Work through the records that follow and return each line containing the word "below".

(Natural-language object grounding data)

****

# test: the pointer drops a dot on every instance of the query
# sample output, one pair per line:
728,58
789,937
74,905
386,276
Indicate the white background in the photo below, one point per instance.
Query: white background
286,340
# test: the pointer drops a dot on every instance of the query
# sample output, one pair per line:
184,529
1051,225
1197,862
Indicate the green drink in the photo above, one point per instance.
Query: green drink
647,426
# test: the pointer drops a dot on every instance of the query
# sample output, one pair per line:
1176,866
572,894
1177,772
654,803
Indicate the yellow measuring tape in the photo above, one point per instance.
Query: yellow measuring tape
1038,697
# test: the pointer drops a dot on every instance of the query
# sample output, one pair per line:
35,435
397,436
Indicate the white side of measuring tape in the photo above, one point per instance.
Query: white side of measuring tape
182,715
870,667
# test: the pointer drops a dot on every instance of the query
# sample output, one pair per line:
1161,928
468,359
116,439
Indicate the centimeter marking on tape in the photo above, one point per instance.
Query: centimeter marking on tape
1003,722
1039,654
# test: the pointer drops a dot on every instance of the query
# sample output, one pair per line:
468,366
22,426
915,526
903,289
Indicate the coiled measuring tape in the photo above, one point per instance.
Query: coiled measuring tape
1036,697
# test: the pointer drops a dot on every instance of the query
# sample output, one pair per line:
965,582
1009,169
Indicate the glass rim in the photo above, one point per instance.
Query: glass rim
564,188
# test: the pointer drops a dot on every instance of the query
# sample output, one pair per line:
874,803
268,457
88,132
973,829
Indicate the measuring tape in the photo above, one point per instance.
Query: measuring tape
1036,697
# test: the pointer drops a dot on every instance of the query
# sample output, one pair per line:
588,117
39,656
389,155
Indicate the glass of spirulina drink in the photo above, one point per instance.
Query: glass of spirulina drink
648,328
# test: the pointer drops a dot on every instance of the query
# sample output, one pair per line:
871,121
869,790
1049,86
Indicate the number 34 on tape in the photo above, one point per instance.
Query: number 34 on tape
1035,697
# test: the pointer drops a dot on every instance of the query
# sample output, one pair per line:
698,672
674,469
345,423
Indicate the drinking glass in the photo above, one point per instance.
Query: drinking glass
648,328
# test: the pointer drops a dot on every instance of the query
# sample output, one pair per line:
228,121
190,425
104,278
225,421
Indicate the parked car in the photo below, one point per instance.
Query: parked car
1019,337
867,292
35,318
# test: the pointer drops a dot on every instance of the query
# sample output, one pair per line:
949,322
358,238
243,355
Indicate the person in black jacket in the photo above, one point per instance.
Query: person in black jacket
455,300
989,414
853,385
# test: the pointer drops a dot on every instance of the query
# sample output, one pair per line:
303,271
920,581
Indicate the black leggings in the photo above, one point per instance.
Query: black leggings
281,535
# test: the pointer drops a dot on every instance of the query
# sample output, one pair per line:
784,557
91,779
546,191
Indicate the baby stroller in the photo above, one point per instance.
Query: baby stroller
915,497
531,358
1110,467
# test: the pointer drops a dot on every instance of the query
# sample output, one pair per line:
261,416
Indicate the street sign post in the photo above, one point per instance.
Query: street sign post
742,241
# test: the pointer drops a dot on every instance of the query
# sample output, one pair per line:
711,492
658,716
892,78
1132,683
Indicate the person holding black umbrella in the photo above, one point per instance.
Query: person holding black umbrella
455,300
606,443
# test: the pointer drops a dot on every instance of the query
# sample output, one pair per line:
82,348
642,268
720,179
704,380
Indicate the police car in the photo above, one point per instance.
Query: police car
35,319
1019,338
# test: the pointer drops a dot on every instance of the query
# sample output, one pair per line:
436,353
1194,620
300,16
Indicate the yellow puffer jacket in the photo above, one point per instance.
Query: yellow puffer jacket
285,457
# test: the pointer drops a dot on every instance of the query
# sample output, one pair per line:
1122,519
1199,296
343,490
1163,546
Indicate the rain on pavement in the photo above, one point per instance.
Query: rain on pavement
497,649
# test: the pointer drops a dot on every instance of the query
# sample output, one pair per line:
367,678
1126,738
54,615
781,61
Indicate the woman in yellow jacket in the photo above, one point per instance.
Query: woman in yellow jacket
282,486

****

- [Response]
Indicate the white background in the photo below, one point per instance.
Indicate the parked car in the photo below, one point per instance.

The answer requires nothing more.